* [Dataset content]
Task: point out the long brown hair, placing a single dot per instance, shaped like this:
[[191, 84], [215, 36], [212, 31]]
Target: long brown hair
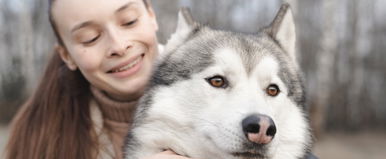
[[55, 123]]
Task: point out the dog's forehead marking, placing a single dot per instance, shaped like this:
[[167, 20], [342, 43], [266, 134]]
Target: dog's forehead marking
[[267, 67]]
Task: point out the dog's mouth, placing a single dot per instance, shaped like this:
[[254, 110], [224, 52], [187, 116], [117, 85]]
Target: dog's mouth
[[254, 155]]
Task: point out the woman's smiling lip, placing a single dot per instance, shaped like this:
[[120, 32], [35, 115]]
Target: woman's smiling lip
[[128, 68]]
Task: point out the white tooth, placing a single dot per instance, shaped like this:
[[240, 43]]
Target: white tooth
[[128, 66]]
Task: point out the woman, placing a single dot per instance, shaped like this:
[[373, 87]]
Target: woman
[[83, 106]]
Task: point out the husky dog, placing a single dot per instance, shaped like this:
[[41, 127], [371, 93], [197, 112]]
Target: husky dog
[[224, 95]]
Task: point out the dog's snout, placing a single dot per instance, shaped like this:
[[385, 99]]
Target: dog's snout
[[259, 128]]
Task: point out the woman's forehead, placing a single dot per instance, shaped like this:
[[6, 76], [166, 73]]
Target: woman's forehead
[[68, 13]]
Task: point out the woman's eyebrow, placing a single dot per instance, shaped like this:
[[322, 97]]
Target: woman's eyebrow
[[81, 25], [124, 7]]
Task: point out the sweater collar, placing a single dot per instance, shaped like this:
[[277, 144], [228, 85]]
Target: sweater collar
[[114, 110]]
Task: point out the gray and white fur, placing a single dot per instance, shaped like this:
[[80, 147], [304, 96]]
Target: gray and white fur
[[182, 110]]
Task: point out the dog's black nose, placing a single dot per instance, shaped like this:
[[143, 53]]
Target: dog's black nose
[[259, 128]]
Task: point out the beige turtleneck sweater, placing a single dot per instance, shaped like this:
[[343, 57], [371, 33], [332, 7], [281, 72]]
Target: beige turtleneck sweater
[[116, 120]]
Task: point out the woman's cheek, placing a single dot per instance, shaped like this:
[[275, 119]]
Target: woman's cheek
[[89, 60]]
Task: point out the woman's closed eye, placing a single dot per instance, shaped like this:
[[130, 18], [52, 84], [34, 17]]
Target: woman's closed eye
[[130, 23], [91, 40]]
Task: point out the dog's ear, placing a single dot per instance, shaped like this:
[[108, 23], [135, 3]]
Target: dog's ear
[[186, 27], [282, 29]]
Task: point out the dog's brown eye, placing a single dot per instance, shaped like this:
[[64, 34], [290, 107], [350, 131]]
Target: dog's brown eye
[[217, 81], [273, 90]]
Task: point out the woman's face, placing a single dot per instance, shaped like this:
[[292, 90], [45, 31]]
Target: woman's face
[[113, 43]]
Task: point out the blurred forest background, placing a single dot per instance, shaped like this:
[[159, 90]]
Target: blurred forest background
[[341, 49]]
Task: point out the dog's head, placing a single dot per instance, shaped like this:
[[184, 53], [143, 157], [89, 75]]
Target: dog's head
[[242, 93]]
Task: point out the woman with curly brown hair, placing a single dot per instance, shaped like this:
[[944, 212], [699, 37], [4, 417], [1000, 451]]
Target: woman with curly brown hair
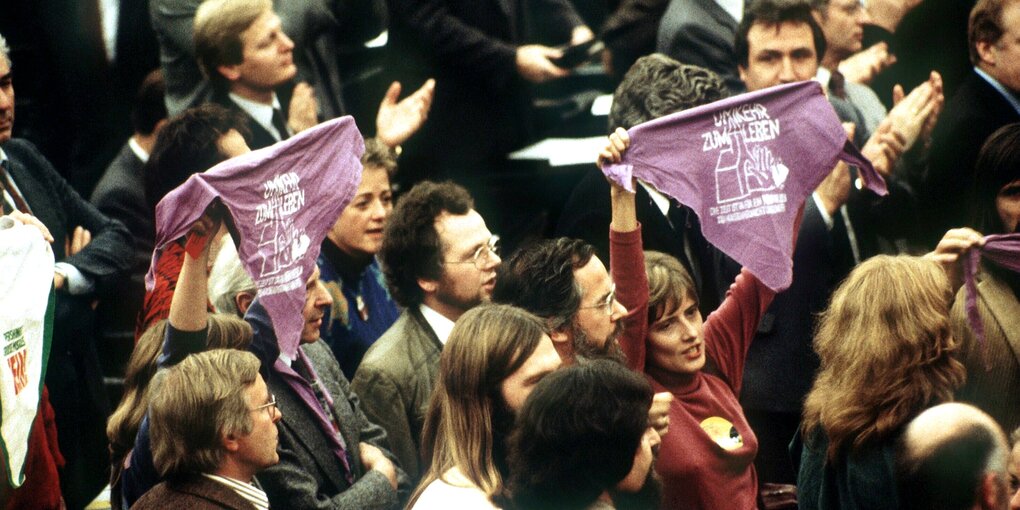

* [Problem] Every line from the one with "Task: point out the dog's head, placing" through the last line of the listing above must be written out exactly, and no picture may appear.

* [Output of the exercise]
Task: point out the dog's head, placing a single dot per instance, shaped like this:
[[184, 53], [143, 157], [89, 75]]
Target: dog's head
[[242, 93]]
Task: point out the woman with curly brown hair, placing a single dot per instance, shaped like this:
[[944, 212], [699, 37], [4, 417], [1000, 451]]
Target: woman with curly brown hair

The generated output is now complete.